▶ **TESTO ESTRATTO**:
● ● ● ●

A pochi chilometri di
distanza, sulle sponde del Canal du Centre nei pressi di La Louvière,
le vecchie abitazioni di minatori costruite dall’impresa Gustave
Boël sono oggi un ristorante, La cantine des Italiens.
Paradossalmente, la località è più simbolica dei vecchi pozzi di
carbone di Bois-du-Luc riflette meglio l’eredità italiana in
questo paese. Ancora oggi, il luogo è quello prescelto dalla
comunità immigrata in questa zona del Borinage per le grandi
riunioni di famiglia, tra canti, balli e lunghe tavolate festose a
cui spesso si associa la popolazione locale.
«Non so se
l’integrazione degli italiani sia stata pienamente un successo –
nota Christian Druitte, un ex amministratore della RTBF, la rete
televisiva pubblica francofona -. Certo, l’ex primo ministro Elio
Di Rupo ha dimostrato che in questo paese tutti possono fare fortuna.
Mi sembra, tuttavia, che in generale l’impatto italiano in Belgio
sia avvenuto in campo culturale. Non c’è collettività immigrata
che abbia influenzato così tanto la cultura popolare». Nel 1976,
per ricordare il ventennale della tragedia di Marcinelle, nella quale
morirono 262 persone fra cui 136 minatori italiani, Druitte presentò
in prima serata una diretta di cinque ore.
Le doppie celebrazioni di
quest’anno - oltre al drammatico incidente di Marcinelle, il Belgio
ricorda anche il settantesimo anniversario dell’accordo italo-belga
del 1946 con il quale i due paesi organizzarono uno scambio carbone
contro manodopera - sono l’occasione per una rivisitazione del
passato e un esame del presente, a cui contribuisce un ricco
programma di incontri, film, convegni e conferenze organizzato
dall’Ambasciata d’Italia, dall’Istituto italiano di cultura a
Bruxelles e dalla Cineteca reale del Belgio, la Cinematek, presieduta
dall’italiano Nicola Mazzanti.

● ● ● ●

▶ **CONSEGNA**: Nel testo sugli italiani in Belgio, quali tipi di iniziative compongono il programma organizzato per le celebrazioni di quest'anno? Elencali tutti. Le righe non hanno alcun legame con il testo.

● ● ● ●

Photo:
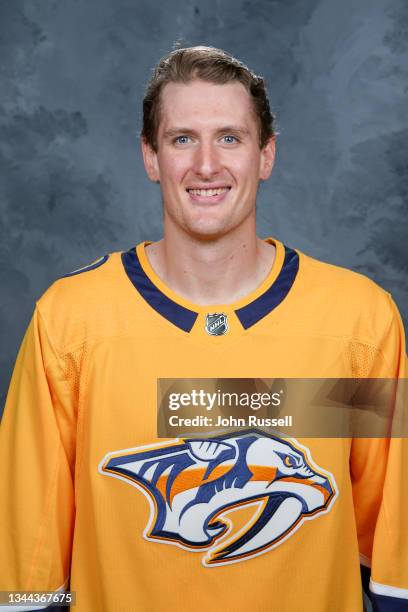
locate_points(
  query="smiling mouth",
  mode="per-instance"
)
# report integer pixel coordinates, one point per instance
(208, 195)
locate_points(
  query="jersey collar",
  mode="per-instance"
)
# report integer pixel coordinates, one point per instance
(183, 314)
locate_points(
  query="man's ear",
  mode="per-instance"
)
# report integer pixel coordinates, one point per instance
(150, 161)
(267, 159)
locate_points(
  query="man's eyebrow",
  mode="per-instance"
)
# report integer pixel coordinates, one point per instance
(177, 131)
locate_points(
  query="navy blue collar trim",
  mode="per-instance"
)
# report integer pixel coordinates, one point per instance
(178, 315)
(184, 318)
(259, 308)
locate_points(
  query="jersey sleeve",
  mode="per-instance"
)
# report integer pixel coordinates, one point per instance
(379, 473)
(37, 460)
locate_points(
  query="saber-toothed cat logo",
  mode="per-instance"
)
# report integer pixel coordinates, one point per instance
(193, 484)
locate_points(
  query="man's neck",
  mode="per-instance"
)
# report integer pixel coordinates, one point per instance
(212, 272)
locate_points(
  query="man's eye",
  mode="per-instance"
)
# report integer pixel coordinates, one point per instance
(230, 139)
(181, 139)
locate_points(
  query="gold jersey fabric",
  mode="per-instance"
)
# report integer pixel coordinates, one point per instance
(84, 503)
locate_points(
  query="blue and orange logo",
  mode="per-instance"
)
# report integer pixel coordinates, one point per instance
(196, 488)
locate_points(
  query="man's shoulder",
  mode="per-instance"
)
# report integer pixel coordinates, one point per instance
(337, 280)
(84, 303)
(351, 303)
(84, 284)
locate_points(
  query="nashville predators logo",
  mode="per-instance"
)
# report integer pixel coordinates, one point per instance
(234, 496)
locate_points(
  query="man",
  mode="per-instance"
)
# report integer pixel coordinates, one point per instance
(238, 521)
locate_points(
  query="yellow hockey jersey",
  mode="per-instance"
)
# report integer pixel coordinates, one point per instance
(93, 500)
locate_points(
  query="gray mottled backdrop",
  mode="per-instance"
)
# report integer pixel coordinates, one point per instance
(72, 184)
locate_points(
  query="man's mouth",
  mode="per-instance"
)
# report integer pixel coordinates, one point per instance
(215, 194)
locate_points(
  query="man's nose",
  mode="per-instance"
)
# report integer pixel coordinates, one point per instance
(206, 160)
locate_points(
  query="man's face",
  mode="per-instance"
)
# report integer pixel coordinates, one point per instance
(208, 162)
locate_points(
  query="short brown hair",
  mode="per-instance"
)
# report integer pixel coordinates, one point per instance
(208, 64)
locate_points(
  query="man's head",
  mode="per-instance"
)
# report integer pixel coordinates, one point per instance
(206, 64)
(208, 139)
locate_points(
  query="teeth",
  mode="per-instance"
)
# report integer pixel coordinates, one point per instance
(208, 192)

● ● ● ●

▶ **RISPOSTA**: Incontri, film, convegni, conferenze.